**Task requirements:**
Arrange the data below as a Markdown table with the columns Row and Line, starting at the first line and ending at the line that contains "(660, 112), (712, 186)", both included. Give each line its row number and leave out blank lines.

── Information given ──

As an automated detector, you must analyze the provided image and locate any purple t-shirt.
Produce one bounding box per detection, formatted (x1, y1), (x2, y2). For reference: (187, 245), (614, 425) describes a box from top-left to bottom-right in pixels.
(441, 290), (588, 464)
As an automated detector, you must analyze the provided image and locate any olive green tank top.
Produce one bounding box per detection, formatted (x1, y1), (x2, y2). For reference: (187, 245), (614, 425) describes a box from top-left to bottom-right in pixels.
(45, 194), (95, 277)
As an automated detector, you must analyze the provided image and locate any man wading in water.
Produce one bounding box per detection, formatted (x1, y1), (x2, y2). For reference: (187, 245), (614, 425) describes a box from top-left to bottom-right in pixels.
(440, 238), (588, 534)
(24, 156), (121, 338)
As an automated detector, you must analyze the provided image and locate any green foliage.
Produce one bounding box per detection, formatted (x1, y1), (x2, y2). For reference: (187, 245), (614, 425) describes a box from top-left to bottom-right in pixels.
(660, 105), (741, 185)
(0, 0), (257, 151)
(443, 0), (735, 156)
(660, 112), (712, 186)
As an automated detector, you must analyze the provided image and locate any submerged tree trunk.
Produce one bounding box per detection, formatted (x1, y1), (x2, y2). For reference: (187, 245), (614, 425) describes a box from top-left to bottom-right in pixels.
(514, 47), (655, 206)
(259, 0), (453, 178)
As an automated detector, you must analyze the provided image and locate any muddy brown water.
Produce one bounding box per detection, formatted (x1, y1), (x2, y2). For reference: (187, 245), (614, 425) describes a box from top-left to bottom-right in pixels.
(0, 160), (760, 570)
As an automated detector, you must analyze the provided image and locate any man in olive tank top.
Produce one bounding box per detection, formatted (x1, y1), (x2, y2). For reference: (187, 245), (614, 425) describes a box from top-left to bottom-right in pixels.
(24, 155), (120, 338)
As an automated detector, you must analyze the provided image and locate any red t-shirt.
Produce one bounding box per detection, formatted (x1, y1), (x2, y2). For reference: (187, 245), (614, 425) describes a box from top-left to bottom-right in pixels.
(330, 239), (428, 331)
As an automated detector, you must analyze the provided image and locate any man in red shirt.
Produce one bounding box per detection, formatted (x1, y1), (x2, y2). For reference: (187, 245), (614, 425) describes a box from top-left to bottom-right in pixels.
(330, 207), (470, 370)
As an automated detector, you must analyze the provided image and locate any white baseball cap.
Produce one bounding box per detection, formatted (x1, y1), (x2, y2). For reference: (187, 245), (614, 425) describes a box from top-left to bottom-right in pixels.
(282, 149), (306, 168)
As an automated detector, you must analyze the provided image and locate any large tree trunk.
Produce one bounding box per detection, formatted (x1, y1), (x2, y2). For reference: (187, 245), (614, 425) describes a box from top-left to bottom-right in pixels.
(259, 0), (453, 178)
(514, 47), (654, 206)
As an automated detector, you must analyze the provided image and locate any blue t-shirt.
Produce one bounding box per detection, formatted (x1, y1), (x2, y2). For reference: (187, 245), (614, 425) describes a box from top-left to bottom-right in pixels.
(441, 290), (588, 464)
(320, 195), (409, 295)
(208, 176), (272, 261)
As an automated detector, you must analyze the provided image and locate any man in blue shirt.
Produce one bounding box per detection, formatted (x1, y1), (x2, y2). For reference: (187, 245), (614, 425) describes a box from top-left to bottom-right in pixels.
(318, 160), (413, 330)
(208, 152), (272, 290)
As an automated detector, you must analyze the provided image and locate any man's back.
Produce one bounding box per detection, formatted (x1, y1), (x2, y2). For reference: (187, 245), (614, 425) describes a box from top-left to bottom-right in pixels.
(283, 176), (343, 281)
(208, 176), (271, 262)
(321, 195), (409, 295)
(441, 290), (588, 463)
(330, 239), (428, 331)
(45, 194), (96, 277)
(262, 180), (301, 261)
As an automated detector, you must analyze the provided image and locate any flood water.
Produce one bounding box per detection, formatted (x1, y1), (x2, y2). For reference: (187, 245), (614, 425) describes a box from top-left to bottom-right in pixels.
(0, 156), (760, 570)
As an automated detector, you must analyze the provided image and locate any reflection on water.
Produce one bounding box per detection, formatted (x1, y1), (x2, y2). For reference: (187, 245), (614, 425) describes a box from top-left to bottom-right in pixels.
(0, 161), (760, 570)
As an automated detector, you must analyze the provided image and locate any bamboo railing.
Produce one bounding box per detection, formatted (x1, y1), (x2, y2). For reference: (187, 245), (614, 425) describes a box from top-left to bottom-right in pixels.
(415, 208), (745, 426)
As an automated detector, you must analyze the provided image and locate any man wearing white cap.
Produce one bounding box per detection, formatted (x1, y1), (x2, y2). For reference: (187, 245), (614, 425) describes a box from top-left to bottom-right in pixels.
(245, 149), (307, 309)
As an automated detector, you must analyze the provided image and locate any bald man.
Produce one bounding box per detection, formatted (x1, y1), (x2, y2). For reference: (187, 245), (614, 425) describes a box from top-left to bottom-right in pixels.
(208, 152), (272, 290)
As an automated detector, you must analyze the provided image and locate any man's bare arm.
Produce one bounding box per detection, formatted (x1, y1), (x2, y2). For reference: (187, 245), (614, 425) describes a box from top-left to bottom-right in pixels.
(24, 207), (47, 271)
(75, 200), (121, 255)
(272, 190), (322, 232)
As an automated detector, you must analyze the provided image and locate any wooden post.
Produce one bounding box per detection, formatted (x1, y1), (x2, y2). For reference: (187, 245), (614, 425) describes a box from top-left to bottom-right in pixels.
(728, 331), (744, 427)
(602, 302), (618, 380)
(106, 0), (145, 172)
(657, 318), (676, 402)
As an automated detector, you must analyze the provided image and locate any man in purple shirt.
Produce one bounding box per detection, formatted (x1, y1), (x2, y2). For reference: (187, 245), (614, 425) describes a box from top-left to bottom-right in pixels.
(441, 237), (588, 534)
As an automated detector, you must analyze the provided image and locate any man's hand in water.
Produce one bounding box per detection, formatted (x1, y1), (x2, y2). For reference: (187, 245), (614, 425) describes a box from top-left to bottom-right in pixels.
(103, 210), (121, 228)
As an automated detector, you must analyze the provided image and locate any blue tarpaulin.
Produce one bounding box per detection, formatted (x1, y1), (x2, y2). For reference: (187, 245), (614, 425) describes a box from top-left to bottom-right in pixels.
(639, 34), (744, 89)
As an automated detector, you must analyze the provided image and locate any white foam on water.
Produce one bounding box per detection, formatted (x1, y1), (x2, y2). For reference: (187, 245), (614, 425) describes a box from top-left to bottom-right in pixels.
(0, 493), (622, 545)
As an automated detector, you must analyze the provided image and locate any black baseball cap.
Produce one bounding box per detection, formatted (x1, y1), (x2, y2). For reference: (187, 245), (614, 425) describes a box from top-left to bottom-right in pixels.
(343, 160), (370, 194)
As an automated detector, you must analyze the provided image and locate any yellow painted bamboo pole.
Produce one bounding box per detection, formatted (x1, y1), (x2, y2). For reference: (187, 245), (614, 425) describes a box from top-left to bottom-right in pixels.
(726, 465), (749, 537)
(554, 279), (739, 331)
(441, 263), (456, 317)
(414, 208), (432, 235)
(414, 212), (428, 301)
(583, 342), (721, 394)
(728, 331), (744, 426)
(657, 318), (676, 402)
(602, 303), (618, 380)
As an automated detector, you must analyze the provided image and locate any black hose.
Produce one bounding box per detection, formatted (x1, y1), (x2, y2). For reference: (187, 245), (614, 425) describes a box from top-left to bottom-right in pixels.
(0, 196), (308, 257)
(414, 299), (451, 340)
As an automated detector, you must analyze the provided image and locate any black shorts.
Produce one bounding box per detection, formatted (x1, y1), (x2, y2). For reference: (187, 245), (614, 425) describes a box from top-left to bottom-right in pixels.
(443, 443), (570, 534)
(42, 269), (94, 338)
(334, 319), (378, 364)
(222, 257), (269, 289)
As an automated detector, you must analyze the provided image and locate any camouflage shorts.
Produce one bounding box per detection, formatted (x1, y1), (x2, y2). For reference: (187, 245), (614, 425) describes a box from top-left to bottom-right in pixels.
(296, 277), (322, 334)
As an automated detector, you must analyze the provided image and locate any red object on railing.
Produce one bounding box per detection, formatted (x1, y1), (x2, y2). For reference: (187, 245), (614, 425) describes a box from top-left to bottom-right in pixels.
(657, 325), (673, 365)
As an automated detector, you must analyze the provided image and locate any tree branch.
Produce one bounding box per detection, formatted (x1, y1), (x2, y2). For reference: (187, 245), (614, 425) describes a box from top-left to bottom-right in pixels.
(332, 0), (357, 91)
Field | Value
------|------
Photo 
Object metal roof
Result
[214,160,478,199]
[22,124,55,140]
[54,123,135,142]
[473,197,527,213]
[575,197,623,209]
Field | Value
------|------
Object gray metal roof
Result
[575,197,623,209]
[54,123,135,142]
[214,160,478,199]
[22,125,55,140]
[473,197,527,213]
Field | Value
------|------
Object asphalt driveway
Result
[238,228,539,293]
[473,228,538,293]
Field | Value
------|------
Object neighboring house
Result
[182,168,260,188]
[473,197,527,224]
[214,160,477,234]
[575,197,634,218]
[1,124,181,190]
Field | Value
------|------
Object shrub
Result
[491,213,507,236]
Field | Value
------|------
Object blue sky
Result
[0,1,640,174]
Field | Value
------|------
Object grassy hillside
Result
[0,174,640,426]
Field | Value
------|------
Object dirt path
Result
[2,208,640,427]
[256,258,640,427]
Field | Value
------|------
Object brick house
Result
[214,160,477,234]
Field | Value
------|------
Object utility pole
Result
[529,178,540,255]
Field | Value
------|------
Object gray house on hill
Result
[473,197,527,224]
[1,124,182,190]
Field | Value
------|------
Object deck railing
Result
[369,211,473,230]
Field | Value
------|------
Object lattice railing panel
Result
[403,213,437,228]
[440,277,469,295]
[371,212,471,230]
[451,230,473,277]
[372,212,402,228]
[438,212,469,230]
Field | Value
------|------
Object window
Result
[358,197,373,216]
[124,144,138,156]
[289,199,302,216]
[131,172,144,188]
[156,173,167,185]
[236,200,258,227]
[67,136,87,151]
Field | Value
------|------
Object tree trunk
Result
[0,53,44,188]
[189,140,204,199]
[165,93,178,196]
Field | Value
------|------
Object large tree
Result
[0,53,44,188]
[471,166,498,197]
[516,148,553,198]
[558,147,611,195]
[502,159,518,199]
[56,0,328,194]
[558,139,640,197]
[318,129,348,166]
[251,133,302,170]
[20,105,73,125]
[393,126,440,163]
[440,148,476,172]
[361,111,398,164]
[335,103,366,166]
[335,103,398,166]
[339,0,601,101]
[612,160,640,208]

───

**Response to the exercise:**
| Row | Line |
|---|---|
| 1 | As an automated detector, you must analyze the provided image and locate any purple t-shirt. |
| 2 | Produce one bounding box per detection, formatted (x1, y1), (x2, y2). For reference: (187, 245), (614, 425) describes a box from top-left to bottom-right in pixels. |
| 3 | (441, 290), (588, 464) |
| 4 | As an automated detector, you must analyze the provided image and locate any olive green tank top. |
| 5 | Produce one bounding box per detection, formatted (x1, y1), (x2, y2). For reference: (187, 245), (614, 425) describes a box from top-left to bottom-right in pixels. |
| 6 | (45, 194), (95, 277) |
| 7 | As an automated detector, you must analyze the provided image and locate any man wading in water. |
| 8 | Produce one bounding box per detection, formatted (x1, y1), (x2, y2). For reference: (187, 245), (614, 425) describes a box from top-left to bottom-right in pixels. |
| 9 | (440, 238), (588, 534) |
| 10 | (24, 156), (121, 338) |
| 11 | As an automated detector, you must analyze the provided image and locate any green foliage. |
| 12 | Produce one bounding box per detection, formatted (x1, y1), (x2, y2). For reference: (187, 245), (614, 425) describes a box from top-left to bottom-right in pixels. |
| 13 | (660, 105), (741, 185) |
| 14 | (0, 0), (257, 151) |
| 15 | (443, 0), (735, 156) |
| 16 | (660, 112), (712, 186) |